* Problem to work on *
Lines in the entries below where the word "brick" shows up should each be copied.

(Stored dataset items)

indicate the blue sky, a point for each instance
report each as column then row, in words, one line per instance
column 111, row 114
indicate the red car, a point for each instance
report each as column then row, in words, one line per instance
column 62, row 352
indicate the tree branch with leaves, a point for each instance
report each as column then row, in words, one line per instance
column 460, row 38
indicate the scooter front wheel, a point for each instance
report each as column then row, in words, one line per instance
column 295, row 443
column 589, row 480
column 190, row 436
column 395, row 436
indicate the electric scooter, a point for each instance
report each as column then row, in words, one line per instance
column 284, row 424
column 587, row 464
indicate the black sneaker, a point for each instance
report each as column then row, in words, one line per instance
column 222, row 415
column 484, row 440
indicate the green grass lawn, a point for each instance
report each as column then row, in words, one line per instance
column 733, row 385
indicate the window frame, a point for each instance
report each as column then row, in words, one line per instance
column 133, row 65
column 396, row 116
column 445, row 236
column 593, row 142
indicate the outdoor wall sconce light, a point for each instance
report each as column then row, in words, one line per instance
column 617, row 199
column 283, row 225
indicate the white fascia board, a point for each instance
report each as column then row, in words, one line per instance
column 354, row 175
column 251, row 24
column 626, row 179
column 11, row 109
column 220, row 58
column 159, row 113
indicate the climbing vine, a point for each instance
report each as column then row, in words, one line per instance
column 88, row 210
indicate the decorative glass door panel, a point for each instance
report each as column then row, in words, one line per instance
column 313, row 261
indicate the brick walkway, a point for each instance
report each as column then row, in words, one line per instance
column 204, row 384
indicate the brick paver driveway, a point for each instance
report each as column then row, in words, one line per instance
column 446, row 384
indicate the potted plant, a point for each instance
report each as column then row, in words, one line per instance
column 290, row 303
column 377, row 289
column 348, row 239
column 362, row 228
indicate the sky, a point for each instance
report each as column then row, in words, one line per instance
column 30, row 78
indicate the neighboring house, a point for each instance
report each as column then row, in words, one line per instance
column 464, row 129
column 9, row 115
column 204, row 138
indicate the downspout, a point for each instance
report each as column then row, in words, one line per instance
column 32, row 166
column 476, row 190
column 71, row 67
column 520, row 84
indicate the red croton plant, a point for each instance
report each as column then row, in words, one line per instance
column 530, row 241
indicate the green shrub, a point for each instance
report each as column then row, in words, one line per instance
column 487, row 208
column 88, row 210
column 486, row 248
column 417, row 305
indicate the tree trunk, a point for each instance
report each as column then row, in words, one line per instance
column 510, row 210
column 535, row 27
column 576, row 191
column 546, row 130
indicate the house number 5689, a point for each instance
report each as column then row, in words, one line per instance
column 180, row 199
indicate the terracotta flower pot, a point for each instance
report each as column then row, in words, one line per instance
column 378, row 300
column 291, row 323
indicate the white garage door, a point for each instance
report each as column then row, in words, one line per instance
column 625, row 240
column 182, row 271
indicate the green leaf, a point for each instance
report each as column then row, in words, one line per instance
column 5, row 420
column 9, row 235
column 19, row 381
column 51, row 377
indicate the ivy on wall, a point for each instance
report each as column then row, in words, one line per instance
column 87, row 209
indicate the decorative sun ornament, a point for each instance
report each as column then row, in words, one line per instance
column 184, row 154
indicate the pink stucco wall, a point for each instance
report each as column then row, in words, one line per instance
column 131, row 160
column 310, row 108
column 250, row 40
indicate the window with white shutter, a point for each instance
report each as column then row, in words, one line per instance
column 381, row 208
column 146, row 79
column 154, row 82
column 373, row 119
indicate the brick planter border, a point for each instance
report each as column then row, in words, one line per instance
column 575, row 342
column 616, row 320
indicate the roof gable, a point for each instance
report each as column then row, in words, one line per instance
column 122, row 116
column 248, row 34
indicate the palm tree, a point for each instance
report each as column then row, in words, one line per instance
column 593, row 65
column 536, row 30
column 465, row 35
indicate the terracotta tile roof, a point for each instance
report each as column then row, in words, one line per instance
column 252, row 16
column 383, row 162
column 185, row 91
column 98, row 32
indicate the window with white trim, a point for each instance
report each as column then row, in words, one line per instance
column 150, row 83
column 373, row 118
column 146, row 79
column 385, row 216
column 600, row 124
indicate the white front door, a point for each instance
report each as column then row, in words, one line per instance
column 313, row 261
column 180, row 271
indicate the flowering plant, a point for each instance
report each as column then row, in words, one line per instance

* Response to this exercise *
indicate the brick walkway, a point for each instance
indicate the brick paver driveway, a point for each instance
indicate the brick planter border, a point for each instance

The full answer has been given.